→ **Tugas Wajib 1**
Ubah skala baris data mulai dari baris pertama dan berhenti setelah baris yang memuat "[671,252,881,604]", dengan kedua ujungnya ikut dikerjakan. Tulis ulang hanya baris-baris itu beserta teks permintaannya, dengan setiap angka koordinat kotak pada jawaban dikalikan 0,4 lalu dibulatkan ke bilangan bulat terdekat (nilai setengah dibulatkan ke atas).

→ **Kutipan Pilihan**
──────────

Breaking News

Benarkah Duit Sawit Mengalir ke Gibran dan Kaesang? KPK dan Kejagung Bisa Apa?


Sejak berdiri pada tahun 2015, Badan Pengelola Dana Perkebunan Kelapa Sawit (BPDPKS) mengumpulkan pungutan atas ekspor produk kelapa sawit, termasuk minyak sawit mentah (CPO) dan turunannya.

Sebagian besar dana itu lalu disalurkan kepada produsen biodiesel sebagai insentif untuk menutup selisih antara harga indeks pasar biodiesel dan solar. Mudahnya, insentif diberikan agar harga biodiesel bisa kompetitif di pasaran.

Biodiesel adalah bahan bakar mesin diesel yang terbuat dari minyak nabati atau lemak hewani. Di Indonesia, CPO merupakan bahan baku utama biodiesel.

Perlu digarisbawahi, bahwa BPDPKS dibentuk berdasarkan amanat pasal 93 Undang-Undang No. 39/2014 tentang perkebunan, yang mengatur penghimpunan dana dari pelaku usaha dan tujuan penggunaan dana tersebut.

Problemnya adalah pasal itu tak pernah menyebut bahwa dana yang terkumpul akan digunakan untuk insentif biodiesel. Tujuan yang disebutkan di sana adalah untuk pengembangan sumber daya manusia, penelitian dan pengembangan, promosi perkebunan, peremajaan tanaman perkebunan, dan pengadaan sarana dan prasarana perkebunan.

Pun pemberian insentif biodiesel baru dibahas di Peraturan Presiden No. 61/2015. Ini lantas diadopsi dalam misi BPDPKS. 

Kejaksaan Agung (Kejagung) sebenarnya telah meluncurkan penyidikan kasus tindak pidana korupsi terhadap lembaga dana kelapa sawit negara, yang mengawasi pengumpulan dan distribusi pajak ekspor komoditas tersebut.

Penyidikan itu meliputi periode waktu dari 2015 hingga 2022 dan sejauh ini sudah ada 15 orang yang diperiksa terkait kasus tersebut, kata Kejaksaan Agung dalam pernyataan yang diterbitkan pada Selasa (19/9/2024) malam.

Para penyidik juga telah memeriksa dugaan adanya kegiatan melanggar hukum dalam penetapan indeks harga biodiesel bulanan Indonesia.

Bukan tanpa alasan juga Kejagung mengusut kasus ini, soalnya BPDPKS lah yang bertanggung jawab dalam menarik pungutan atas pengiriman minyak kelapa sawit ke luar negeri dan mendistribusikan hasilnya untuk program-program seperti subsidi biodiesel dan penanaman kembali kelapa sawit.

──────────

→ **Baris Data**
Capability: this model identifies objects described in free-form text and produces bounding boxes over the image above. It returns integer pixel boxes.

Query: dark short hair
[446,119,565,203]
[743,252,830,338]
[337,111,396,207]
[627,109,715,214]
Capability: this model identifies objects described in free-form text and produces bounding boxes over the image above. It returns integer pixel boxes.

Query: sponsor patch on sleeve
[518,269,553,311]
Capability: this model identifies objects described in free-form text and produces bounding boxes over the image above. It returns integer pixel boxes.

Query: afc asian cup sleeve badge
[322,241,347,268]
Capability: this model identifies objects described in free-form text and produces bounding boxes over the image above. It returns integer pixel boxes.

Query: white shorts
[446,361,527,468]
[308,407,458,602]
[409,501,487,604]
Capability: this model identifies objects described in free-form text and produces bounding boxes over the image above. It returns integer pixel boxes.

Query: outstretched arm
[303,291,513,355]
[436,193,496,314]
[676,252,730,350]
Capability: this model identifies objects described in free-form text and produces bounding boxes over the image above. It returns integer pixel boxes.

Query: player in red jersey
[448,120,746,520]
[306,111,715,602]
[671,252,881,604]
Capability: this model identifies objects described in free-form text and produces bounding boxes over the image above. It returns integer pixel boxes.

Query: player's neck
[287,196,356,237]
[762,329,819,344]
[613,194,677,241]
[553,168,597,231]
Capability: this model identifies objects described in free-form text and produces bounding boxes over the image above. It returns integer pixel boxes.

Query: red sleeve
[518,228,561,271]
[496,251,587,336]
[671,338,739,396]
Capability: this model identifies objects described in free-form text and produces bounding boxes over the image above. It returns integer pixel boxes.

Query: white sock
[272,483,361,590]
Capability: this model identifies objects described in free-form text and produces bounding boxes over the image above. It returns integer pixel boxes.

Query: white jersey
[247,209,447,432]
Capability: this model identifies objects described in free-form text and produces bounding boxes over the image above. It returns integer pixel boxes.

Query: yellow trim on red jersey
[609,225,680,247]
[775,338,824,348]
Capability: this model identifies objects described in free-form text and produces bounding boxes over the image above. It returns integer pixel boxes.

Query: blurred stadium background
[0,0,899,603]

──────────

→ **Tugas Wajib 2**
Salin persis bagian teks tentang dana sawit, mulai dari kata-kata "Biodiesel adalah bahan" dan berhenti setelah "dan prasarana perkebunan.".

→ **Jawaban Latihan 1**
Capability: this model identifies objects described in free-form text and produces bounding boxes over the image above. It returns integer pixel boxes.

Query: dark short hair
[178,48,226,81]
[297,101,332,135]
[135,44,158,83]
[251,44,286,86]
Capability: this model identifies objects described in free-form text and produces bounding boxes over the image above. It returns integer pixel boxes.

Query: sponsor patch on sleeve
[207,108,221,124]
Capability: this model identifies objects described in free-form text and produces bounding boxes over the image above. It returns integer pixel boxes.

Query: afc asian cup sleeve badge
[129,96,139,107]
Capability: this model identifies objects described in free-form text and produces bounding boxes over the image above. It returns integer pixel boxes.

Query: white shorts
[178,144,211,187]
[123,163,183,241]
[164,200,195,242]
Capability: this model identifies objects described in free-form text and produces bounding boxes over the image above. It returns integer pixel boxes.

Query: outstretched arm
[121,116,205,142]
[174,77,198,126]
[270,101,292,140]
Capability: this model identifies objects described in free-form text and produces bounding boxes over the image above. It returns integer pixel boxes.

Query: player in red jersey
[179,48,298,208]
[122,44,286,241]
[268,101,352,242]

→ **Jawaban Latihan 2**
Biodiesel adalah bahan bakar mesin diesel yang terbuat dari minyak nabati atau lemak hewani. Di Indonesia, CPO merupakan bahan baku utama biodiesel.

Perlu digarisbawahi, bahwa BPDPKS dibentuk berdasarkan amanat pasal 93 Undang-Undang No. 39/2014 tentang perkebunan, yang mengatur penghimpunan dana dari pelaku usaha dan tujuan penggunaan dana tersebut.

Problemnya adalah pasal itu tak pernah menyebut bahwa dana yang terkumpul akan digunakan untuk insentif biodiesel. Tujuan yang disebutkan di sana adalah untuk pengembangan sumber daya manusia, penelitian dan pengembangan, promosi perkebunan, peremajaan tanaman perkebunan, dan pengadaan sarana dan prasarana perkebunan.